Que yo sepa, en Bogotá solo existía un acordeonista que tenía sus complacencias puestas en la revolución pero desde el bando antagónico: Alejandro Gómez, de mayor edad, dignidad y kilometraje. Como músico consentido por la vieja dirigencia del Partido Comunista, en una visita a Cuba, tomó su acordeón e improvisó un sonsonete: Cuba sí, yanquis no, Cuba sí, yanquis no… Y con eso pasó a la historia. Incluso, existe una película basada en su vida y militancia. En las pocas ocasiones en que la izquierda depuso un tanto su canibalismo (la Unión Nacional de Oposición, en 1974) y se hicieron manifestaciones y actos masivos conjuntos, siempre disputé la tarima con él. Alejandro Gómez, a pesar de su prestancia política, no fue un gran acordeonista que digamos, pero como decía Fidel ante el bloqueo: “Hay que arar con los bueyes que haya”.

_Sobre el ejercicio_
Responda según el fragmento sobre Alejandro Gómez:
(a) ¿Qué sonsonete improvisó Gómez con su acordeón durante una visita a Cuba?
(b) ¿Qué año figura junto a la mención de la Unión Nacional de Oposición?
(c) ¿Qué frase de Fidel ante el bloqueo se cita al final?

_Líneas proporcionadas_

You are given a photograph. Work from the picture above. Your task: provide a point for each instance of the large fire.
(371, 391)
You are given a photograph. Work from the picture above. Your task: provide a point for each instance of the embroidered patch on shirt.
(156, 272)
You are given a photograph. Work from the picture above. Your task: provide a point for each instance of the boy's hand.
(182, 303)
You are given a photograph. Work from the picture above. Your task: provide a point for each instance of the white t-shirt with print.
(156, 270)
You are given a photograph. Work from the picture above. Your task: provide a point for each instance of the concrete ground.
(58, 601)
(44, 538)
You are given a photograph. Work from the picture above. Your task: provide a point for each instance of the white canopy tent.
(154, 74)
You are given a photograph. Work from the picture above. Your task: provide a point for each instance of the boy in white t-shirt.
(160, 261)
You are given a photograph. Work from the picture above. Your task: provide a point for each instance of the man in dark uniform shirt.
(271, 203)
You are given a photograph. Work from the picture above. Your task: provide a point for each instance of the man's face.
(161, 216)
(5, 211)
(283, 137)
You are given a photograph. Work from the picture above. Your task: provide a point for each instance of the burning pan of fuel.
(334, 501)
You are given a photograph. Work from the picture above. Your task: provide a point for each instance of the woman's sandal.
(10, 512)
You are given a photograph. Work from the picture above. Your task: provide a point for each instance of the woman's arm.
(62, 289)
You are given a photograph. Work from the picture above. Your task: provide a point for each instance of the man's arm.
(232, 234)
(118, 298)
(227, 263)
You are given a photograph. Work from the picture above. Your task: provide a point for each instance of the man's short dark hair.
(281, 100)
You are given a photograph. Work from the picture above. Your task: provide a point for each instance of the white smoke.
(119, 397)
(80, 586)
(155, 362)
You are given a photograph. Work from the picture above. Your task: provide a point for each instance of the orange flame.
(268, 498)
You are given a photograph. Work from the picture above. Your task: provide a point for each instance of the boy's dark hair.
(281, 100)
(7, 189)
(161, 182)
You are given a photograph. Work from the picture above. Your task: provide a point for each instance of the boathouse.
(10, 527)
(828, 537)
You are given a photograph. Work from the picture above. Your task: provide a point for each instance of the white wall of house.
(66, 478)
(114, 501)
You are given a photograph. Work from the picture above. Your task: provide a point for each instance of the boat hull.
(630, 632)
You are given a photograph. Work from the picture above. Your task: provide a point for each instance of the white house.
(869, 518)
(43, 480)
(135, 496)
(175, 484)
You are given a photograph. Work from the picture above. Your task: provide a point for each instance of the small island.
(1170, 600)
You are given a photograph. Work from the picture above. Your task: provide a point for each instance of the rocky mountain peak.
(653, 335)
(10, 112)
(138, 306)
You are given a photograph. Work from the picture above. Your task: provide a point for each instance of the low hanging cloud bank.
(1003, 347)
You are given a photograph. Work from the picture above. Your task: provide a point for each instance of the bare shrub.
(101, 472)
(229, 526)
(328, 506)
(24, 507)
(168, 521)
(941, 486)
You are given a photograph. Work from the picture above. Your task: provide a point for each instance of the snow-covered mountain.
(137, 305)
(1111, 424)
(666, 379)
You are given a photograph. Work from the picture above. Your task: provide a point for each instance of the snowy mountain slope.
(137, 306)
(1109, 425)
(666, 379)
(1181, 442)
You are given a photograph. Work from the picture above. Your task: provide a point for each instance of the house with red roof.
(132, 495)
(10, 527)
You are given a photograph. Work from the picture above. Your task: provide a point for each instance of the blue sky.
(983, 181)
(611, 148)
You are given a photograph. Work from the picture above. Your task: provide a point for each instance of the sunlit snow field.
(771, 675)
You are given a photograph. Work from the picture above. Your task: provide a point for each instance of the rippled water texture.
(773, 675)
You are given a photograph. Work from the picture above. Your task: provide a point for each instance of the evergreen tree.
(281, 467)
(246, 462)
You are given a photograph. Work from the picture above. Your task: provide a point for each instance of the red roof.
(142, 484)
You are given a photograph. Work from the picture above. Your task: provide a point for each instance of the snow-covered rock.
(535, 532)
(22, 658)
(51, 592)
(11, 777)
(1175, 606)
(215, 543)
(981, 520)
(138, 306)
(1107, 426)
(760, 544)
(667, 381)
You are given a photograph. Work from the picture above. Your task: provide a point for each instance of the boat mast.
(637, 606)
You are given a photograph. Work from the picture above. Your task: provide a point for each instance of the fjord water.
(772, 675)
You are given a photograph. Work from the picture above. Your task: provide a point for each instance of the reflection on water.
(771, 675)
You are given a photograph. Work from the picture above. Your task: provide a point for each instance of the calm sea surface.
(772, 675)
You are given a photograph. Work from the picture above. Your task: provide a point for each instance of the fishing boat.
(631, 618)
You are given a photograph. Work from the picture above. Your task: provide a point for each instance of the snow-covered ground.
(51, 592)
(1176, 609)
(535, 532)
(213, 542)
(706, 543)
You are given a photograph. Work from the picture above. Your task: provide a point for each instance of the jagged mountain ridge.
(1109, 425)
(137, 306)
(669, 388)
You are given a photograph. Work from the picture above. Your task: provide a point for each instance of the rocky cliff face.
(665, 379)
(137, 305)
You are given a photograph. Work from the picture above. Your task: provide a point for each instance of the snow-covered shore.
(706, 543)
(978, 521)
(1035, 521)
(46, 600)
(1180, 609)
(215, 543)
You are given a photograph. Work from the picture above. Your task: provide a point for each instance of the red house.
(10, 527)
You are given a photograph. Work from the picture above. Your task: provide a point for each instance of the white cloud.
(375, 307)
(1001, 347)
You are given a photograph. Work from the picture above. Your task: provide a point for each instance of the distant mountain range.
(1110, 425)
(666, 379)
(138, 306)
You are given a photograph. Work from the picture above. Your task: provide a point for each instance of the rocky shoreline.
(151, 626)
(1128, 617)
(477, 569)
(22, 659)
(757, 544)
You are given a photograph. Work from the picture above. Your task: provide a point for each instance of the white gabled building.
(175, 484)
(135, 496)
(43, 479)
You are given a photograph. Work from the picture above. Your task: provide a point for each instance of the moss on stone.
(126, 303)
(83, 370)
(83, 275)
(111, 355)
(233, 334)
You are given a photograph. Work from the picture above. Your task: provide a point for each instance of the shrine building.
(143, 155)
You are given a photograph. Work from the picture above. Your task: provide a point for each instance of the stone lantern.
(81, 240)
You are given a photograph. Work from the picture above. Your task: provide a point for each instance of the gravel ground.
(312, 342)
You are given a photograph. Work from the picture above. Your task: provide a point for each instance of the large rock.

_Ejercicio resuelto_
(a) «Cuba sí, yanquis no».
(b) 1974.
(c) «Hay que arar con los bueyes que haya».